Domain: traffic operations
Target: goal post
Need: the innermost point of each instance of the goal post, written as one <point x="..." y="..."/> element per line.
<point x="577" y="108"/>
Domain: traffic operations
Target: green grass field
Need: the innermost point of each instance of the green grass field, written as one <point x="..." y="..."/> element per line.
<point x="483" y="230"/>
* * *
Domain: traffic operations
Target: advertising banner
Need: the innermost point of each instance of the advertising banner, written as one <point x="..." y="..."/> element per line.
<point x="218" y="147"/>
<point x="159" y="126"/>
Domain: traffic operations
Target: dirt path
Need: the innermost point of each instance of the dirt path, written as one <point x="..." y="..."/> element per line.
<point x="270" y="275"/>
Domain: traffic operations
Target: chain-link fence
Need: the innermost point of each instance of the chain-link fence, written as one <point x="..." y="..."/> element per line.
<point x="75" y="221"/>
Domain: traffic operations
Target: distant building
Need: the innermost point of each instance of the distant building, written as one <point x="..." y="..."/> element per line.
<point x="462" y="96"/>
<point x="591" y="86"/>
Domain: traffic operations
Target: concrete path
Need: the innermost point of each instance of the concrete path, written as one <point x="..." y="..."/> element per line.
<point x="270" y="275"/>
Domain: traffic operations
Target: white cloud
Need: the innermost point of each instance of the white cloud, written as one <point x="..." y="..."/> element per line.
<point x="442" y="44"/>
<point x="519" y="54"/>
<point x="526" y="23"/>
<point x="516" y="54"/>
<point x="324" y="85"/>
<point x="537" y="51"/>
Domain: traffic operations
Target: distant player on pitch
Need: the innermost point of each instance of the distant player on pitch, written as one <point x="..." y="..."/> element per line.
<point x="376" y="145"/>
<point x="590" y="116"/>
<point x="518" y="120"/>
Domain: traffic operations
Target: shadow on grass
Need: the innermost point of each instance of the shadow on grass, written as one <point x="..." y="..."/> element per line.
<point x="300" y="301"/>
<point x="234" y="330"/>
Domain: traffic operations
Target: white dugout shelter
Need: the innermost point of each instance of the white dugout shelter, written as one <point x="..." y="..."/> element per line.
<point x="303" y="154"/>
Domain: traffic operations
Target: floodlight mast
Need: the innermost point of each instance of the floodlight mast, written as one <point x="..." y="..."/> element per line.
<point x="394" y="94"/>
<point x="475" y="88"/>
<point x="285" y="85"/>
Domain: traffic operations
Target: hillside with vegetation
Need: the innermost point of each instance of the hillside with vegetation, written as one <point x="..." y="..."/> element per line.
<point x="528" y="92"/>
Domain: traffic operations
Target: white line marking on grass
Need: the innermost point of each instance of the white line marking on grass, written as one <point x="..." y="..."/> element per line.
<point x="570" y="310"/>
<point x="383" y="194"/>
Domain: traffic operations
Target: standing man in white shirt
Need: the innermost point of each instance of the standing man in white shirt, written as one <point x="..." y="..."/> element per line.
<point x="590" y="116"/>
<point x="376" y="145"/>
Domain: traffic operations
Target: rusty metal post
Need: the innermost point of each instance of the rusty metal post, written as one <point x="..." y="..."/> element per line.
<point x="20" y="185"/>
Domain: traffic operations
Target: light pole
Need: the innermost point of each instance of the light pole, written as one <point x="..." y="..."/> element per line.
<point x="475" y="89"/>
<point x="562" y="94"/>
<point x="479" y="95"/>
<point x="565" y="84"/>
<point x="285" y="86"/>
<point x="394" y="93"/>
* * *
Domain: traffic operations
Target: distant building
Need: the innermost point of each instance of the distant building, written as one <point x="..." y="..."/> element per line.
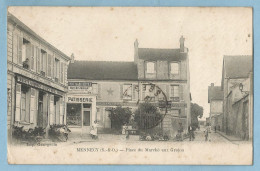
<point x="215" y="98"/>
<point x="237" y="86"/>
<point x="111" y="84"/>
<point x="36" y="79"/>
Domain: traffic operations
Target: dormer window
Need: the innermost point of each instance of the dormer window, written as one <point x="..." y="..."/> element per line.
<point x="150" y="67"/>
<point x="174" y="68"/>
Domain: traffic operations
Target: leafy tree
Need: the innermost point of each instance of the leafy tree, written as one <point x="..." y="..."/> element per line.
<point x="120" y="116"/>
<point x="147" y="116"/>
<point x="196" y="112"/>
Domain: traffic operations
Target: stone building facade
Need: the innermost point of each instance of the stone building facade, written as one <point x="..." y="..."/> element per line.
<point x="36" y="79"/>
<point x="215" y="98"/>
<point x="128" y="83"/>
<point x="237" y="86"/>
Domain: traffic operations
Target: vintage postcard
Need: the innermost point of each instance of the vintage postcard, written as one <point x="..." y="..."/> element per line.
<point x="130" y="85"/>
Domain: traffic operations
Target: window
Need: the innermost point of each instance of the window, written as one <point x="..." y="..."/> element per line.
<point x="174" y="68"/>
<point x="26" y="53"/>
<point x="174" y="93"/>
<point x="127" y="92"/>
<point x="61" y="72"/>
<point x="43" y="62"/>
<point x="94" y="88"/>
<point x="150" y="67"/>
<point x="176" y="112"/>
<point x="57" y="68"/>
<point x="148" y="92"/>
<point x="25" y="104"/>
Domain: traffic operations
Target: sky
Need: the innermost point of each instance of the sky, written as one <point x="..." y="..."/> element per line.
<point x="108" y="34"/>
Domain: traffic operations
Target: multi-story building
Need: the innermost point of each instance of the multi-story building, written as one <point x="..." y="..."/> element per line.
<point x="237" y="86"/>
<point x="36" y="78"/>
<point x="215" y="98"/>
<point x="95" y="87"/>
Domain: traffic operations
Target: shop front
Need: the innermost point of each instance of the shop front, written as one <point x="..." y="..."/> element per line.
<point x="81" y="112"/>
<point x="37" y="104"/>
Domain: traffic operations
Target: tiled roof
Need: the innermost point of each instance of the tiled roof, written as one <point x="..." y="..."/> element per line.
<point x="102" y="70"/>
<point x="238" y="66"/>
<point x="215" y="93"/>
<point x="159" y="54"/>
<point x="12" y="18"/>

» **Exercise requirements**
An exact copy of the lines above, from the one containing "the window, written" through the one containing "Target: tiled roof", is the whole of the answer.

» **Result for this exercise**
Need: the innermost point of each instance of the window, written as one <point x="..." y="..."/> element per line.
<point x="174" y="68"/>
<point x="26" y="53"/>
<point x="174" y="93"/>
<point x="127" y="92"/>
<point x="61" y="72"/>
<point x="43" y="62"/>
<point x="94" y="88"/>
<point x="150" y="67"/>
<point x="176" y="112"/>
<point x="57" y="68"/>
<point x="148" y="92"/>
<point x="25" y="104"/>
Domain: traffic operations
Target: sky
Need: the innermost point of each instance of the sky, written as one <point x="..." y="..."/> element per line.
<point x="108" y="34"/>
Domain: traffic operations
Target: multi-story building
Need: the innermost point of each instance of the multi-story building, written as one <point x="..." y="..."/> element per line.
<point x="237" y="86"/>
<point x="36" y="78"/>
<point x="215" y="98"/>
<point x="95" y="87"/>
Domain: traffic operations
Target: shop front
Need: the innermost point of each instance of the shop front, written as one <point x="..." y="..."/> element per line.
<point x="81" y="112"/>
<point x="37" y="104"/>
Domain: traffic operations
Target: tiled roof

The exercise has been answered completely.